**TASK DESCRIPTION**
Copy the entries below, replacing every "sits deepest inside" with "lies farthest within" and leaving everything else unchanged. Leave the pictures out of your copy.

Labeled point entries
[BEGIN]
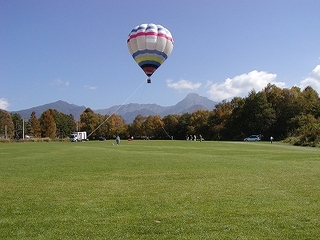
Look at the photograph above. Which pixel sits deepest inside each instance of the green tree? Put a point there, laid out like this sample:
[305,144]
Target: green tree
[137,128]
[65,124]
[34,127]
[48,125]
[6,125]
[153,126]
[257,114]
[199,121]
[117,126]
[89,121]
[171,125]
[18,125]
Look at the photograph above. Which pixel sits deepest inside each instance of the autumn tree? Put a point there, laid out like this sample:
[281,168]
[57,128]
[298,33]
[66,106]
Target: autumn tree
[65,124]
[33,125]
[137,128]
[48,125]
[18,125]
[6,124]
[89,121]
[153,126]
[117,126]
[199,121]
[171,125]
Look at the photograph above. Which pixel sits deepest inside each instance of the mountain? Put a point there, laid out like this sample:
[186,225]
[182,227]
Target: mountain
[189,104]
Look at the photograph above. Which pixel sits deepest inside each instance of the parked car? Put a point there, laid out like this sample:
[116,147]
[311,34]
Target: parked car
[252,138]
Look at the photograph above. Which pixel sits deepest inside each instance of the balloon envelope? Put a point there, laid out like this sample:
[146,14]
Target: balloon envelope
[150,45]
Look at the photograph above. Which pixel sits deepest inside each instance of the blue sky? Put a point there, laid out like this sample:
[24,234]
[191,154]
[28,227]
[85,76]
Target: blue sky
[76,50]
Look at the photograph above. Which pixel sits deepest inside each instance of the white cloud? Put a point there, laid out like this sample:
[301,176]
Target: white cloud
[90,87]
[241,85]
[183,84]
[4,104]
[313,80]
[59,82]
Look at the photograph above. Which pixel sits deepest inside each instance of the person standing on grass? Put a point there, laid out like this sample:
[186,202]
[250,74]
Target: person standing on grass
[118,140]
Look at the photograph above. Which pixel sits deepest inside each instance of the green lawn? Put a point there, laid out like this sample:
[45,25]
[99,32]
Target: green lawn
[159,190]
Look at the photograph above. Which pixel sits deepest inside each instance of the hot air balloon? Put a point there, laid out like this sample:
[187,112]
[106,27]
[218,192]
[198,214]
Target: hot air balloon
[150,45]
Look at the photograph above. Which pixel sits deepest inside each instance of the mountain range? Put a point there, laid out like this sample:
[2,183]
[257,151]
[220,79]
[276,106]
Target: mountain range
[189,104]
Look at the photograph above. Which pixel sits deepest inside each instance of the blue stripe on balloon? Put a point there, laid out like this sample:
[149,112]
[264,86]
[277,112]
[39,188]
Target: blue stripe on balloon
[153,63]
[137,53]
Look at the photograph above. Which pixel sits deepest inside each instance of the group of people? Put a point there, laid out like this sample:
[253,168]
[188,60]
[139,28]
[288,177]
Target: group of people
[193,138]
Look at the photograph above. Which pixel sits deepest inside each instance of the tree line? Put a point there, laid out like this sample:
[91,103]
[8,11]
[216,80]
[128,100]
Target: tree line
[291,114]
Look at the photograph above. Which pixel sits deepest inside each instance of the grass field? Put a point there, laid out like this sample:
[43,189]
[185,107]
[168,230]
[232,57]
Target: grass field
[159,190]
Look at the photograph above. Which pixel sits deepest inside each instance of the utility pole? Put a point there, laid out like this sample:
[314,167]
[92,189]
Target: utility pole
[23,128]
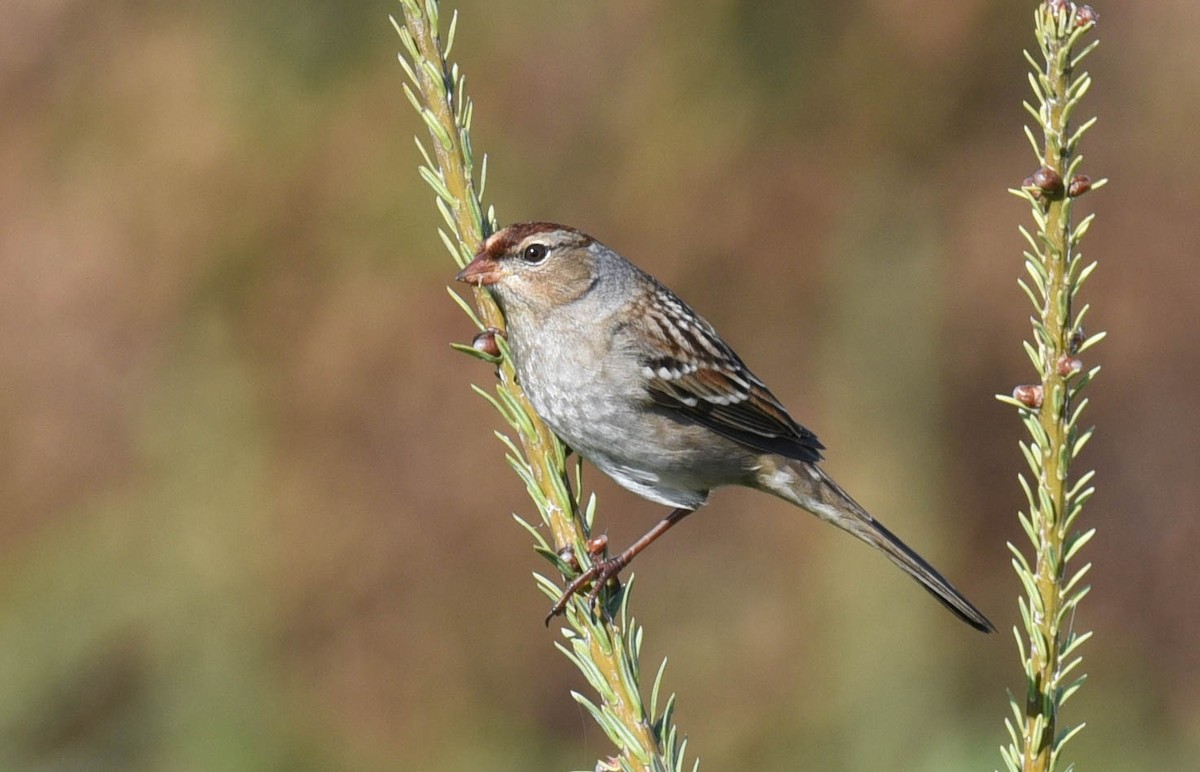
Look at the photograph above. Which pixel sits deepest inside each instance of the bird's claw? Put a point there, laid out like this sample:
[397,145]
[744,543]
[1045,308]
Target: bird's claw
[END]
**OUTPUT BELOW**
Look at the photograph above. Which pixel lies farthest within each instance of the green tree? Put a point there, laid out like this sample:
[305,144]
Target: green tree
[137,128]
[65,124]
[34,127]
[48,125]
[6,125]
[153,126]
[257,114]
[199,121]
[117,126]
[89,121]
[171,125]
[18,125]
Look at the photograph above. Which pixel lies farthest within each instance of the autumn tree? Put a point there, laid out like this sample:
[281,168]
[57,128]
[298,33]
[66,106]
Target: autumn tree
[65,124]
[33,125]
[137,128]
[48,125]
[18,125]
[6,124]
[89,121]
[153,126]
[117,126]
[199,121]
[171,125]
Look at the photograph above. Which pixel lies farthest within each instance of the mountain? Put a point there, laid out like this sample:
[186,225]
[182,227]
Target: mountain
[189,104]
Look at the photograph above. Which pixel lies farthest within each instance of the parked car? Put a point there, laid out like this sample:
[116,147]
[311,34]
Target: parked car
[252,138]
Look at the photograph above. Which pixel lies farthest within each instance of the balloon envelope? Put a point there, laid out like this sample:
[146,14]
Target: balloon envelope
[150,45]
Look at the photograph above. Which pixel lies farthest within each instance of the blue sky? Put a point there, laid out like this sample:
[24,234]
[191,154]
[28,227]
[85,76]
Target: blue sky
[76,50]
Look at the photograph above. Which pixel lies farthest within each instance of the white cloud? Put a point there, laid out like this sample:
[301,176]
Target: white cloud
[90,87]
[241,85]
[183,84]
[4,104]
[313,80]
[59,82]
Look at the photograph above. Which pixel lies farthest within each instance of the person standing on grass? Put a point there, laid out like this sample:
[186,202]
[250,74]
Target: person standing on grass
[118,140]
Look at the photograph above. Which pixel lies farthest within each instance of the green lawn? Put a point there, laid out like this sample:
[45,25]
[99,32]
Target: green lawn
[159,190]
Look at the photograph above. Which pixel lies farthest within each instance of the hot air balloon? Put a point there, laid out like this sample:
[187,112]
[106,27]
[218,192]
[198,214]
Target: hot air balloon
[150,45]
Look at the photograph above. Which pixel lies farthest within each instance of the mountain range? Put a point there, laid out like this sample:
[2,183]
[257,151]
[220,79]
[276,106]
Target: mountain range
[189,104]
Look at the photograph above. Which pixel lies farthest within each instance of the blue stripe on balloon? Put a point there, laid out like this sample:
[149,112]
[264,86]
[277,112]
[39,188]
Target: blue stripe on balloon
[153,63]
[137,53]
Look at the photograph above. Which pixel lies farthest within each instance of the group of people? Put a point there, laid out like this sample:
[253,168]
[188,60]
[139,28]
[288,177]
Target: group of people
[193,138]
Look at the photograph above. Which pixel lies farthest within each instance of the tree line? Put a point there, laid out like this sample:
[91,103]
[8,11]
[216,80]
[128,100]
Target: tree line
[291,114]
Look at the photograph above. Which pixel lies farthest within each instance of the grass field? Put a point there, laid out like this sample:
[43,189]
[185,107]
[168,230]
[232,57]
Target: grass field
[159,190]
Look at the photograph above. Which pixel lies farthest within each instance of the utility pole? Put a point there, laid out like this sample:
[314,167]
[92,189]
Target: utility pole
[23,128]
Look at the photograph above. Which pixel lies farthest within each instance of the bird's claw? Put a point there, laid out like this sample:
[397,145]
[744,543]
[1045,308]
Target: bird's claw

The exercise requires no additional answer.